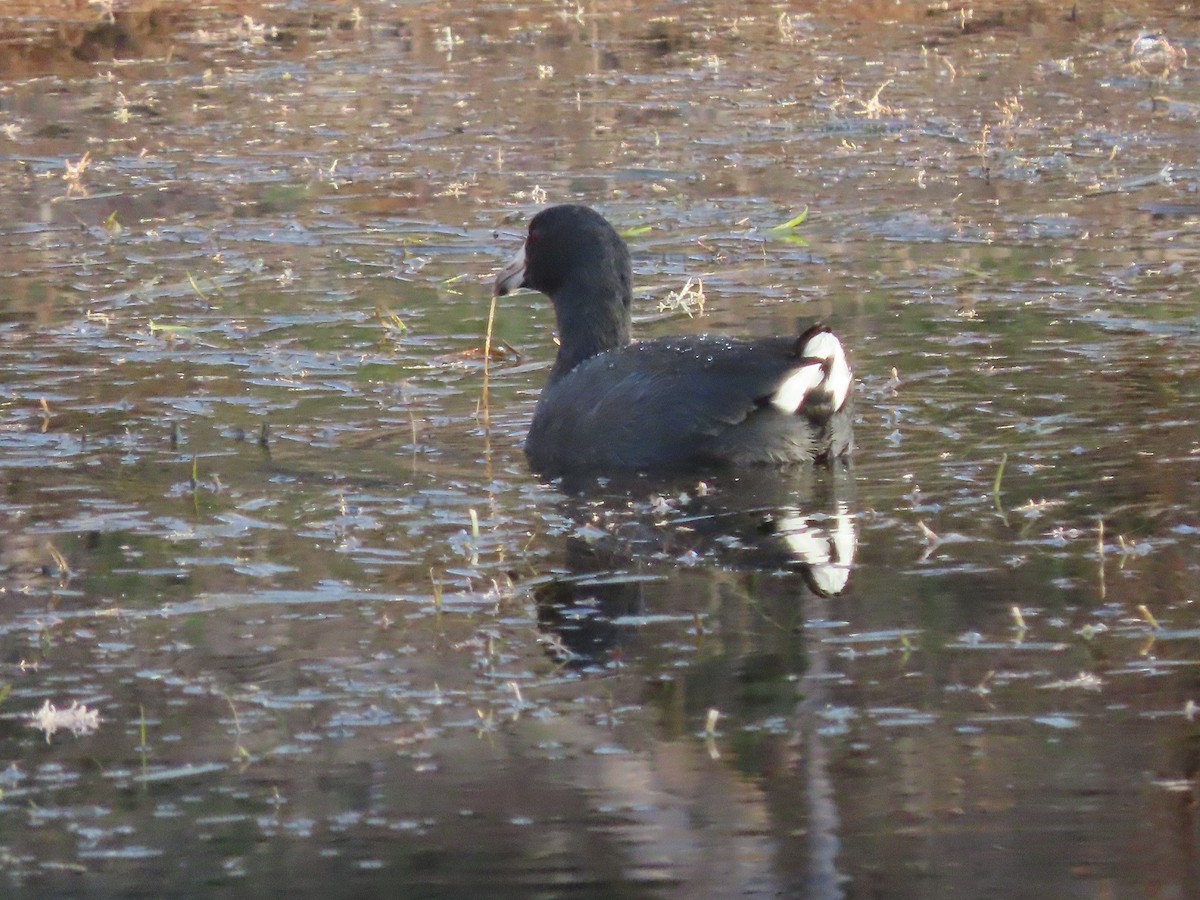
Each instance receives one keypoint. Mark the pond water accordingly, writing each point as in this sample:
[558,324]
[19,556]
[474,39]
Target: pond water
[261,515]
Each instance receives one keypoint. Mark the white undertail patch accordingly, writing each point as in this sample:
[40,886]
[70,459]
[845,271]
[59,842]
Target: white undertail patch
[827,371]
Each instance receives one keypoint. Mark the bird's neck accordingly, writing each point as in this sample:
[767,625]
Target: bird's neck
[588,327]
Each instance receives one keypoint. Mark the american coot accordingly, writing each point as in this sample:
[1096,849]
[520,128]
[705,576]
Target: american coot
[613,405]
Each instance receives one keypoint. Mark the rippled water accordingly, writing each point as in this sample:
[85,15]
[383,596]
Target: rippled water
[259,513]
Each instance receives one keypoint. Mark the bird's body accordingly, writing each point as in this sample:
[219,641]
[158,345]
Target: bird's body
[616,405]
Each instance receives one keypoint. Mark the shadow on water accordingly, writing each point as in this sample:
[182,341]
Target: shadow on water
[377,654]
[625,562]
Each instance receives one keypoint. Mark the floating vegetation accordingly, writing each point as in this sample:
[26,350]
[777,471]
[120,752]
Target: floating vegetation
[77,719]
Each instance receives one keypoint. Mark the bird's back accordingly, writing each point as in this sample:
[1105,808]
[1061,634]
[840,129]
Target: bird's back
[681,402]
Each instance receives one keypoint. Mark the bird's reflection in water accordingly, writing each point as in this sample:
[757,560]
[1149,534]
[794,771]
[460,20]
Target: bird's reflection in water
[630,538]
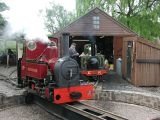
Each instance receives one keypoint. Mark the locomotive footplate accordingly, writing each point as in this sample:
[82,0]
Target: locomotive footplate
[93,72]
[65,95]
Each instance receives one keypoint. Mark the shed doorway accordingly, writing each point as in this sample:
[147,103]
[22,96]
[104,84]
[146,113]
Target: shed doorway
[104,45]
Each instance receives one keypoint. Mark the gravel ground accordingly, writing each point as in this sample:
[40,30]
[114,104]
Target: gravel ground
[115,82]
[32,112]
[129,111]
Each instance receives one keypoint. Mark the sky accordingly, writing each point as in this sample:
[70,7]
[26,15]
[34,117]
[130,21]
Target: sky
[41,4]
[24,17]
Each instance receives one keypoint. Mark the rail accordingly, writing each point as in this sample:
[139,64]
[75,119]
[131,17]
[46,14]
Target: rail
[76,111]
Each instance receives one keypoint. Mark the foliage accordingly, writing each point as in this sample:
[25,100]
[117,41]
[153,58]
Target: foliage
[3,7]
[57,17]
[142,16]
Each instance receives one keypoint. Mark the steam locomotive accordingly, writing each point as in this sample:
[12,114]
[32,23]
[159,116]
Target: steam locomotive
[92,63]
[53,78]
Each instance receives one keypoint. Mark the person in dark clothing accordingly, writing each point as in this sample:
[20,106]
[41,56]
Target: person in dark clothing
[10,52]
[72,51]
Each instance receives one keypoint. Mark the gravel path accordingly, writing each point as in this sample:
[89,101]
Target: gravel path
[32,112]
[129,111]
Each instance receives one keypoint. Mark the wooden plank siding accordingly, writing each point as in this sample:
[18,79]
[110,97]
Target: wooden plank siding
[107,26]
[146,62]
[117,46]
[147,71]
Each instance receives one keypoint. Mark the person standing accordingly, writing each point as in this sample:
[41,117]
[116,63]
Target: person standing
[72,51]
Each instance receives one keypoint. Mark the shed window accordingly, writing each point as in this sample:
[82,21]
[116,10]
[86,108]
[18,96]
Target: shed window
[95,20]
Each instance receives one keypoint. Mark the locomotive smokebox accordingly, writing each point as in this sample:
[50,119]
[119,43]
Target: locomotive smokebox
[65,44]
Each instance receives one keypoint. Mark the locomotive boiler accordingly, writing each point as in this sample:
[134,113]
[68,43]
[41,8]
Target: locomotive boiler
[53,78]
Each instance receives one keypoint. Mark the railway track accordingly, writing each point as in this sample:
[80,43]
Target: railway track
[76,111]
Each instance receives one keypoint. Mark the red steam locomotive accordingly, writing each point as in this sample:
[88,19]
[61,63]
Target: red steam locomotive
[57,79]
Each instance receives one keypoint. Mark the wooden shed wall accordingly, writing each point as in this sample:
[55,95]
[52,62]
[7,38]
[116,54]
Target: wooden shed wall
[147,64]
[107,26]
[145,67]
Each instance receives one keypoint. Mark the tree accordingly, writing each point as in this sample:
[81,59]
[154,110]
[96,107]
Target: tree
[141,16]
[3,7]
[57,18]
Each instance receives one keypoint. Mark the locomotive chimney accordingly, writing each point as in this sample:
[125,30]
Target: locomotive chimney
[93,49]
[65,44]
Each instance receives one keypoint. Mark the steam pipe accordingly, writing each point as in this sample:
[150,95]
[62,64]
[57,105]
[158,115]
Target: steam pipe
[65,44]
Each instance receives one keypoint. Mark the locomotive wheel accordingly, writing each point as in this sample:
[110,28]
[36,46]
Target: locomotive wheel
[29,98]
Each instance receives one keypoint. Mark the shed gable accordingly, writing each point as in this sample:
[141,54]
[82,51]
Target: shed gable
[106,25]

*Problem to work on*
Please write out all the data again word for word, but not the pictures.

*Result for this exercise*
Each instance receives one keypoint. Mark the pond water accordingly, writing each point as in this sample:
[558,324]
[19,556]
[474,39]
Target: pond water
[261,515]
Each instance receives one keypoint. Mark the white undertail patch accordingly, writing each point as in this sample:
[40,886]
[70,459]
[845,271]
[59,842]
Target: white undertail patch
[827,371]
Each instance receives one keypoint. Mark the bird's neck accordingly, writing each point as in this sample:
[767,625]
Target: bird's neck
[588,327]
Each instance receives one keypoint. Mark the american coot accordingly, writing each point as in this sample:
[1096,849]
[520,128]
[705,576]
Target: american coot
[613,405]
Each instance receives one keypoint. Mark the rippled water accordingly, writing each point as in this sample:
[85,15]
[383,596]
Target: rippled water
[259,513]
Each instance receives one keypoint. Mark the bird's body accordingly, writing each point as in this sample:
[219,641]
[158,345]
Target: bird's body
[616,405]
Each instance receives one keypoint. Mark the shadow on water accordingly, writing each point as in this sample:
[182,341]
Target: shadow on water
[377,654]
[625,562]
Each instance receives one keypoint. Mark the floating vegetation accordingly, writing each point as in this sample:
[26,350]
[777,471]
[120,752]
Target: floating vegetation
[77,719]
Each instance receives one keypoint. Mark the bird's back accordingly, writing each point as in this sample:
[1105,808]
[1061,634]
[840,129]
Target: bird's back
[681,402]
Each instance receives one keypoint. Mark the bird's reflection in water accordingly, writing each point as in this sample:
[757,560]
[1149,534]
[794,771]
[460,20]
Target: bird's reflection in water
[630,538]
Each instance receives one keypoint. Mark the locomotive footplate accordingly, writing each point as in this sample:
[82,0]
Target: locomotive footplate
[93,72]
[65,95]
Each instance receives one keypoint. Mark the shed doorway accordingly, writing each point as in this sample:
[147,103]
[22,96]
[104,84]
[146,113]
Target: shed doorway
[104,45]
Each instance receives one keypoint. Mark the gravel ground accordingly, writing each point as in this sample:
[40,30]
[114,104]
Target: gravel ground
[115,82]
[32,112]
[129,111]
Each instance receives one keypoint. Mark the sky accordingly, writing each point as in this sample:
[70,7]
[26,15]
[34,117]
[130,21]
Target: sky
[41,4]
[24,17]
Each instance receives one keypoint. Mark the rail accordingly, writing each point as in this sample:
[139,64]
[75,119]
[131,17]
[46,14]
Target: rail
[76,111]
Each instance receives one keypoint. Mark the foliage accordingly, writing each point as in this sample:
[25,100]
[117,41]
[153,58]
Target: foliage
[3,7]
[57,17]
[142,16]
Each instance receives one keypoint. Mark the steam locomotive accordingly, writing each point as in this sample:
[12,114]
[32,23]
[159,116]
Target: steam locomotive
[92,63]
[53,78]
Each instance receives one keypoint. Mark the person in dark clothing accordingly, writing each point as in this sample:
[20,106]
[41,56]
Target: person in dark clothing
[10,52]
[72,51]
Each instance receives one keypoint. Mark the gravel path accordingly, writing each point as in this sample:
[89,101]
Target: gravel path
[32,112]
[129,111]
Each instance receives one keypoint. Mark the wooden plank siding accordingly, writing each point as in this sample:
[18,79]
[110,97]
Target: wooden plank siding
[107,26]
[146,62]
[117,46]
[147,71]
Each instance receives one keypoint. Mark the person standing accordingly, writing each point as in this sample:
[41,117]
[116,63]
Target: person standing
[72,51]
Each instance receives one keypoint. Mark the shed window accordingly, writing each point as in this sample:
[82,21]
[116,10]
[86,108]
[18,96]
Target: shed window
[95,20]
Each instance receives one keypoint. Mark the locomotive smokebox accordingly, writing each point as in this sample:
[50,119]
[119,43]
Target: locomotive smokebox
[65,44]
Each instance receives one keypoint. Mark the locomotive boiler accordingly, writing each point as in this sample:
[134,113]
[68,43]
[41,8]
Target: locomotive boiler
[53,78]
Each instance receives one keypoint. Mark the railway track accordingly, writing each point as in this sample:
[80,43]
Target: railway track
[76,111]
Each instance receives one keypoint. Mark the red steam locomotive accordingly, writing each point as in this sample:
[88,19]
[61,63]
Target: red steam locomotive
[57,79]
Each instance receives one keypoint. Mark the wooden shed wall accordingly, writing each point as in this sample:
[55,95]
[52,62]
[7,38]
[116,54]
Target: wooden shed wall
[147,64]
[107,26]
[145,67]
Each instance receives one keypoint. Mark the tree accordingly, writing each point as in this sample:
[81,59]
[154,110]
[96,107]
Target: tree
[141,16]
[3,7]
[57,18]
Each instance receives one keypoint. Mark the locomotive chimney accordingly, writing each point as in this sample:
[125,30]
Target: locomotive chimney
[93,49]
[65,44]
Each instance receives one keypoint. Mark the steam pipe accordingly, writing each point as in this sample:
[150,95]
[62,64]
[57,105]
[158,115]
Target: steam pipe
[65,44]
Each instance receives one keypoint. Mark the locomotive wheel accordingly, writing each point as in this sample:
[110,28]
[36,46]
Target: locomotive wheel
[29,98]
Each instance receives one keypoint. Mark the shed gable accordingly, writing each point as in this sample:
[141,54]
[82,51]
Target: shed gable
[106,25]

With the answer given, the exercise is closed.